▸ Dataset excerpts

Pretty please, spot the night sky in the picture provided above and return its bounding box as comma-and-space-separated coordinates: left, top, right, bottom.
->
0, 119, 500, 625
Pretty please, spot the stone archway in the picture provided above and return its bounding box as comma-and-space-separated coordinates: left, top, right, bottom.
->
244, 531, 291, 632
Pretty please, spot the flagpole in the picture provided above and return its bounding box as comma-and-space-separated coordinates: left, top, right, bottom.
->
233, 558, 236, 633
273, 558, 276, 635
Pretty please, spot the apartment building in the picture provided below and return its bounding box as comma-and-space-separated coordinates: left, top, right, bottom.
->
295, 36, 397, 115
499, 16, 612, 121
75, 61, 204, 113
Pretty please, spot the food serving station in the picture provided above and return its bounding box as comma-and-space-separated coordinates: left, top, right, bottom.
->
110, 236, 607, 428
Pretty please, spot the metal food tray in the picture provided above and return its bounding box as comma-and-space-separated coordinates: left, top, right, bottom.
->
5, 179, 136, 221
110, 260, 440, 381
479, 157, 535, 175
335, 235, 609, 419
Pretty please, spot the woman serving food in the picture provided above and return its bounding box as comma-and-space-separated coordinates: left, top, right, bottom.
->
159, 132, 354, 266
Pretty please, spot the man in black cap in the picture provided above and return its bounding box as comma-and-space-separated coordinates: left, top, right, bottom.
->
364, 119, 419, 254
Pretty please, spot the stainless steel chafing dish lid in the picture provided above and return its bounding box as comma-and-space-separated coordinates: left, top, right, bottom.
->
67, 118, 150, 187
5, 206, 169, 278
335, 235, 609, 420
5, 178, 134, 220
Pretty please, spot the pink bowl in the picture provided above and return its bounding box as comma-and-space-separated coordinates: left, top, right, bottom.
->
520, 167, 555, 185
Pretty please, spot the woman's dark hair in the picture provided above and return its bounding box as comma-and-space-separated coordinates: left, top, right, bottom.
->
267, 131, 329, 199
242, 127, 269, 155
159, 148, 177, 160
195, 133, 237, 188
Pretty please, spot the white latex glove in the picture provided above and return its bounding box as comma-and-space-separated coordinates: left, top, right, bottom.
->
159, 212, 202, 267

▸ Goal of the exercise
Copy out every one of the lines above without alteration, preserving their original order.

▸ Full output
Pretty please, spot the night sky in the picture provided above and return its bounding box as comma-and-space-separated coordinates: left, top, right, bottom.
->
0, 119, 500, 625
Pretty please, spot the stone archway in the picture provided above and return its bounding box as comma-and-space-separated coordinates: left, top, right, bottom.
->
244, 531, 291, 632
Pretty please, spot the flagpole in the picture provided above and return its bounding box as comma-and-space-separated coordinates: left, top, right, bottom.
->
233, 558, 236, 633
273, 558, 276, 635
Pretty please, spot the apartment building in the picture provided below and return its bounding box as comma-and-space-separated coordinates: left, top, right, bottom.
->
295, 36, 397, 115
499, 16, 612, 121
75, 61, 204, 113
Pretty please, spot the food serving station in the picture provided above and return its bounding box as comma-and-space-separated coordinates: left, top, right, bottom.
->
110, 236, 607, 428
Pretty please, spot the metal food tray in the picture provided above and return its bounding box as comma-and-space-separated coordinates: left, top, right, bottom.
->
5, 179, 136, 221
110, 260, 440, 381
479, 157, 535, 175
335, 235, 609, 419
Pretty please, spot the woman serving food in the picture provided above and return its bounding box as comma-and-space-separated coordinates: left, top, right, bottom.
->
159, 132, 354, 266
Pretty please, spot the man in black cap in the picture provided above and return its bounding box as comma-and-space-separated coordinates: left, top, right, bottom.
->
364, 119, 419, 254
Pretty please, spot the stainless steel chafing dish lid in the picture provided above and return its bounding box as comma-and-space-separated coordinates: left, top, right, bottom.
->
67, 118, 150, 187
5, 206, 169, 278
335, 235, 609, 420
5, 178, 134, 220
Pretty please, spot the pink bowl in the picture provided above and return its bounding box as comma-and-space-separated coordinates: left, top, right, bottom.
->
520, 167, 555, 185
Pretty please, spot the woman's dark hair in the picture provided above and return its bounding box as comma-and-space-separated coordinates: left, top, right, bottom.
->
267, 131, 329, 199
242, 127, 269, 155
159, 148, 177, 160
195, 133, 237, 188
Pretty please, spot the white latex glove in the picture provided above and return its bounding box as comma-and-space-separated coordinates: left, top, right, bottom.
->
159, 212, 202, 267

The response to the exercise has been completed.